> SHORT PROBLEM: Render the lines of the records from the one containing "Draw the outline of every instance of the black combat" through the end of the records as a JSON list of strings, with one string per line and blank lines left out.

> RECORD SET:
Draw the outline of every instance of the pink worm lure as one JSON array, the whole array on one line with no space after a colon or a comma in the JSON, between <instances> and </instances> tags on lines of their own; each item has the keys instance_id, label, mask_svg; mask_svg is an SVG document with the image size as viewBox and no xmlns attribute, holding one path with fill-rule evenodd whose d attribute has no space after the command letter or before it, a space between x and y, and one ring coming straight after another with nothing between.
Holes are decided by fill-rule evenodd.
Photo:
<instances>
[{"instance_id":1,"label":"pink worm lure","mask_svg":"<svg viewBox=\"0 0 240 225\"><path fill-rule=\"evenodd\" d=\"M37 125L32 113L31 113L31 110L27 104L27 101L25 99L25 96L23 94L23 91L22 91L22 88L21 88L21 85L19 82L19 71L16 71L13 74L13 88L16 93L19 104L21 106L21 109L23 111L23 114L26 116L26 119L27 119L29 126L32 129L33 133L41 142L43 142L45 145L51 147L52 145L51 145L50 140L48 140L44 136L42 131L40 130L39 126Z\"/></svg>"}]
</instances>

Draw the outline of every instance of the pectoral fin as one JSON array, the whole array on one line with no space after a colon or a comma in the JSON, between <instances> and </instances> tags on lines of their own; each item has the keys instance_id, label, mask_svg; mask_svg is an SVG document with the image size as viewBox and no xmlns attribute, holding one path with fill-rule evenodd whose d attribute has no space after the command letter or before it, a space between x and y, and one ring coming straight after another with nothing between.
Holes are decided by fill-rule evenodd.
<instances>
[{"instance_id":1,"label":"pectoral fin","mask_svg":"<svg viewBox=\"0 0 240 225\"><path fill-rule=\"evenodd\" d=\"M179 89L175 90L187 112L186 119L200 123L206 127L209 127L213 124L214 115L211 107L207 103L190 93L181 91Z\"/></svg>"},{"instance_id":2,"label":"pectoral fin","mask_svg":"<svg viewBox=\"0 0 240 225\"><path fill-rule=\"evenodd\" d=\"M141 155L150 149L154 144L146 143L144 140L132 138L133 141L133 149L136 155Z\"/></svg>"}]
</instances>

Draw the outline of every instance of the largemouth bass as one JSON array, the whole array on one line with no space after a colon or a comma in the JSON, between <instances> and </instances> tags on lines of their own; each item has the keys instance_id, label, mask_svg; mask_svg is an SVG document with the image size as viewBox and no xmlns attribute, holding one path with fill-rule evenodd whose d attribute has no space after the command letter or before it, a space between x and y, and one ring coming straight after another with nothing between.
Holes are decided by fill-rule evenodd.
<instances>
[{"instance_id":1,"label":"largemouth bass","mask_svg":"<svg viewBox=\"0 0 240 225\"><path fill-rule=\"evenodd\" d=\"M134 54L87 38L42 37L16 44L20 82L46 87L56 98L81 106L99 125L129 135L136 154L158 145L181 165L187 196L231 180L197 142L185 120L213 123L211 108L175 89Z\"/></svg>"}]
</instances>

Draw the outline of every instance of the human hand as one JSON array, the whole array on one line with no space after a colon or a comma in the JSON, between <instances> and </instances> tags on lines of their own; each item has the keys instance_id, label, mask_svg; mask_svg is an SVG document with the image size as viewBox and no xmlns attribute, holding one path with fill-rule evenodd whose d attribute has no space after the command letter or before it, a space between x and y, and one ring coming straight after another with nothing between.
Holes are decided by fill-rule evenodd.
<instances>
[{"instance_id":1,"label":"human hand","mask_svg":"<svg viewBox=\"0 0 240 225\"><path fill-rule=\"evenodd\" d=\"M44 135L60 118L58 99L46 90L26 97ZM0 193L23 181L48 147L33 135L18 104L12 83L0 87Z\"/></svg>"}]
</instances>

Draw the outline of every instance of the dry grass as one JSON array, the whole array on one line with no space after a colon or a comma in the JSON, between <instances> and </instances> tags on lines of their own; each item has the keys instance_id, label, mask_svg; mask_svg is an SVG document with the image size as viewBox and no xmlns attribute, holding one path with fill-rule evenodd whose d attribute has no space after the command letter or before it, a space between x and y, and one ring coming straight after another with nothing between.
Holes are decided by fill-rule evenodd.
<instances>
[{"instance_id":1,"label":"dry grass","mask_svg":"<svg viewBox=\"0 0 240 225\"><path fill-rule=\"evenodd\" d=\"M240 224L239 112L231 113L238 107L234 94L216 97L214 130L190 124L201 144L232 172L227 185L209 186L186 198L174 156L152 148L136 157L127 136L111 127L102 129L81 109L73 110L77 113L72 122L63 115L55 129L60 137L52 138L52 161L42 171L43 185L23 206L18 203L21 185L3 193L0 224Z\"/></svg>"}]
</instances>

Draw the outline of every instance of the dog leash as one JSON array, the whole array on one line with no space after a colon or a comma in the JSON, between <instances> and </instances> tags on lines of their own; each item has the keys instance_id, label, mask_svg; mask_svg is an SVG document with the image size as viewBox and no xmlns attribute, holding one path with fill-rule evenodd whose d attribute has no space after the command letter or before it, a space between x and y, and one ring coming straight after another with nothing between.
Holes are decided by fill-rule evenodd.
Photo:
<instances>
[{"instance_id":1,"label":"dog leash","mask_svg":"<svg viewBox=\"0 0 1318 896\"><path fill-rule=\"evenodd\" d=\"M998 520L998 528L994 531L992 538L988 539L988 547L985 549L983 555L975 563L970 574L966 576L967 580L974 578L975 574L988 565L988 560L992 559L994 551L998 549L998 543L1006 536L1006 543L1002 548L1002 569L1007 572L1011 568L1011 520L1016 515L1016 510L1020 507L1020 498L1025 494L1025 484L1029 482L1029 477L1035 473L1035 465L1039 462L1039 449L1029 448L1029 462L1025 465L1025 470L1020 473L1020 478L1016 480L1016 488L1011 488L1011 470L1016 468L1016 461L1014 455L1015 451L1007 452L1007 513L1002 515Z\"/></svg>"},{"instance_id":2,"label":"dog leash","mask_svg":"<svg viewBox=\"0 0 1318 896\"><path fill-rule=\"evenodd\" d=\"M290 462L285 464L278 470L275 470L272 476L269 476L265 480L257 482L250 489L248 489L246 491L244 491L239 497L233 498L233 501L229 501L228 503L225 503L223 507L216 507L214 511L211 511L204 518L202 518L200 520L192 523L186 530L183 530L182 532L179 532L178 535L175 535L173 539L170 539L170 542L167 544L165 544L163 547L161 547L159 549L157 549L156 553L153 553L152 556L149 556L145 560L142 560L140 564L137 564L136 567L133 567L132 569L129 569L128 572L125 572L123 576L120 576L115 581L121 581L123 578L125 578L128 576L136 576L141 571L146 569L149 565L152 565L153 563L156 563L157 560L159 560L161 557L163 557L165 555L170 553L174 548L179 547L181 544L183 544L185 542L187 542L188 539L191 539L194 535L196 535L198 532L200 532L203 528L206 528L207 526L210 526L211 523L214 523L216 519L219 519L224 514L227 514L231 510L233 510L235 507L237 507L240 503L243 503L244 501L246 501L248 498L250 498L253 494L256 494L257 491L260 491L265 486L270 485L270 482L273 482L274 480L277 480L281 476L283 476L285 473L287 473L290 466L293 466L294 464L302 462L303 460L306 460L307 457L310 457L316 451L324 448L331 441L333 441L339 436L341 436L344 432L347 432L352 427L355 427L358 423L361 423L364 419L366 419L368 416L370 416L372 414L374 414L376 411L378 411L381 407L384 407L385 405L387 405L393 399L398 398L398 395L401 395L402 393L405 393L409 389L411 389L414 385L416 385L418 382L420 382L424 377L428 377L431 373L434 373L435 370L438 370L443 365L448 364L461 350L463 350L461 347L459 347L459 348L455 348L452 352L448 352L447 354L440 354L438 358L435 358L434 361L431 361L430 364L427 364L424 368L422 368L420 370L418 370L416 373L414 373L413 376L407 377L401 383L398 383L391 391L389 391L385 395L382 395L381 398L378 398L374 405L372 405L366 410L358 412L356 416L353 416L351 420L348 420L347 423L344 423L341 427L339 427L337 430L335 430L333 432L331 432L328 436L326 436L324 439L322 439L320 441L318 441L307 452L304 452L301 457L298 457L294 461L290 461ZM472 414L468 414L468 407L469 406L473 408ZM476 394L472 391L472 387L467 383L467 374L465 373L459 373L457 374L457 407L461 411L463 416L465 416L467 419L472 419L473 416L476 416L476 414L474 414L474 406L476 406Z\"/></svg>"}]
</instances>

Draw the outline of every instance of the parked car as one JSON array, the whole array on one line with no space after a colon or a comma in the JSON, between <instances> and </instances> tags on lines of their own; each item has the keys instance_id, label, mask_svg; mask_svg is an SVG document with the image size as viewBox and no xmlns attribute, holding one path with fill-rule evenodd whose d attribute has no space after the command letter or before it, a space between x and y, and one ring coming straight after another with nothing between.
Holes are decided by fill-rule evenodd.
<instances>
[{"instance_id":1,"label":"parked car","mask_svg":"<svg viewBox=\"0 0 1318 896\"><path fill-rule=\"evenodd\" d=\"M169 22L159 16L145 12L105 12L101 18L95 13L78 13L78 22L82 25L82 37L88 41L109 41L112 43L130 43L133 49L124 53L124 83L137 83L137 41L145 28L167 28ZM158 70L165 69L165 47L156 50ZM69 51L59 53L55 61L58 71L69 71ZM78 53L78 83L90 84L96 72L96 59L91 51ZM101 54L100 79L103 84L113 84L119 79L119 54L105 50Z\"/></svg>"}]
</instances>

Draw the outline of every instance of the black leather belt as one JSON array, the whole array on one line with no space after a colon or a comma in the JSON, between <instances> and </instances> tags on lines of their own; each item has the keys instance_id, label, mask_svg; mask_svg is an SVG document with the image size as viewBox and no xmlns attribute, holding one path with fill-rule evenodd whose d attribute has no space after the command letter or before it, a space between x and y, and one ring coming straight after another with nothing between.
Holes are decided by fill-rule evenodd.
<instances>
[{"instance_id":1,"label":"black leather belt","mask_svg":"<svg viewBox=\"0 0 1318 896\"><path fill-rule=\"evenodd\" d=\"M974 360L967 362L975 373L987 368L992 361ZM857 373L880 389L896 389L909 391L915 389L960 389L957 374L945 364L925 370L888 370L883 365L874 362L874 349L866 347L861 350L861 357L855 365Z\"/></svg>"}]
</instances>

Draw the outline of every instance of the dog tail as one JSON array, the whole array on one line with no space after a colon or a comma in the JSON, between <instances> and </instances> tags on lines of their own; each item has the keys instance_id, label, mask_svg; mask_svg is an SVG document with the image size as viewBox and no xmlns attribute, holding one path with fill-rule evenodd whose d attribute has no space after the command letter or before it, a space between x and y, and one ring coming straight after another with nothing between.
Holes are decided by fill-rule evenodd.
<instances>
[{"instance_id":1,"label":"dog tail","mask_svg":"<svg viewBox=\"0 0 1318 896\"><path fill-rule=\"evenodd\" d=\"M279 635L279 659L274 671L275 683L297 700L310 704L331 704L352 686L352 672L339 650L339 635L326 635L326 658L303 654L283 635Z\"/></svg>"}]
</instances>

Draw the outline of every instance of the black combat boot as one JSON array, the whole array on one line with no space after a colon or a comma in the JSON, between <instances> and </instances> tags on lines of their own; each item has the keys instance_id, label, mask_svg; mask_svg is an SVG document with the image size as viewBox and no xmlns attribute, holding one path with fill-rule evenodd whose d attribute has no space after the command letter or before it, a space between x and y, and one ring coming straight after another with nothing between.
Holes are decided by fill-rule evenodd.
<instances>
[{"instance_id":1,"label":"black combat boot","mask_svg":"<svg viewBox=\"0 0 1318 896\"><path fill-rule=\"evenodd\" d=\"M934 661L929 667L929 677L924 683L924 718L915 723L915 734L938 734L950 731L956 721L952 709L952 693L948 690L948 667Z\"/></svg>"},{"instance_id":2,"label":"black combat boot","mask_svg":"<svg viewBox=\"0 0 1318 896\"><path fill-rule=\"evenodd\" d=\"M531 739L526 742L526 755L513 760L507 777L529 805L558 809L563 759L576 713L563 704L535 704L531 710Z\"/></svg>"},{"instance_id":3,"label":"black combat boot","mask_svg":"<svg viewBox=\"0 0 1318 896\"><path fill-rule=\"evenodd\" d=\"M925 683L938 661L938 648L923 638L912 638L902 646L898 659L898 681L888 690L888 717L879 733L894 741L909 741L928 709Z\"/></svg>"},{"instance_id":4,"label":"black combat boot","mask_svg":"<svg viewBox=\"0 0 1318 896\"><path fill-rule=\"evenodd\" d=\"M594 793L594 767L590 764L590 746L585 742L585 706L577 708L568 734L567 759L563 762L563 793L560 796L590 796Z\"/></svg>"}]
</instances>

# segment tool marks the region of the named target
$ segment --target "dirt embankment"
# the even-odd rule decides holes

> FULL OUTPUT:
[
  "Draw the outline of every instance of the black combat boot as one JSON array, the whole array on one line with no space after a colon or a comma in the JSON, between <instances> and </instances> tags on lines of their own; each item has the keys instance_id, label, mask_svg; mask_svg is an SVG document with the image size as viewBox and no xmlns attribute, holding one path with fill-rule evenodd whose d attribute has no space after the command letter or before it, a space between x and y, and one ring coming straight after another with nothing between.",
  "Holes are decided by fill-rule evenodd.",
  "<instances>",
  "[{\"instance_id\":1,\"label\":\"black combat boot\",\"mask_svg\":\"<svg viewBox=\\\"0 0 1318 896\\\"><path fill-rule=\\\"evenodd\\\" d=\\\"M934 661L929 667L929 677L924 683L924 718L915 723L915 734L938 734L950 731L956 721L952 709L952 693L948 690L948 667Z\\\"/></svg>\"},{\"instance_id\":2,\"label\":\"black combat boot\",\"mask_svg\":\"<svg viewBox=\\\"0 0 1318 896\\\"><path fill-rule=\\\"evenodd\\\" d=\\\"M531 739L526 742L526 755L513 760L507 777L529 805L558 809L563 759L576 713L563 704L535 704L531 710Z\\\"/></svg>\"},{\"instance_id\":3,\"label\":\"black combat boot\",\"mask_svg\":\"<svg viewBox=\\\"0 0 1318 896\\\"><path fill-rule=\\\"evenodd\\\" d=\\\"M925 683L938 661L938 648L923 638L912 638L902 646L898 659L898 681L888 690L888 717L879 733L894 741L909 741L928 709Z\\\"/></svg>\"},{\"instance_id\":4,\"label\":\"black combat boot\",\"mask_svg\":\"<svg viewBox=\\\"0 0 1318 896\\\"><path fill-rule=\\\"evenodd\\\" d=\\\"M594 793L594 767L590 764L590 746L585 742L585 706L577 708L568 734L567 759L563 762L563 793L560 796L590 796Z\\\"/></svg>\"}]",
  "</instances>",
  "# segment tool marks the region of the named target",
  "$ segment --target \"dirt embankment\"",
  "# the even-odd rule decides holes"
]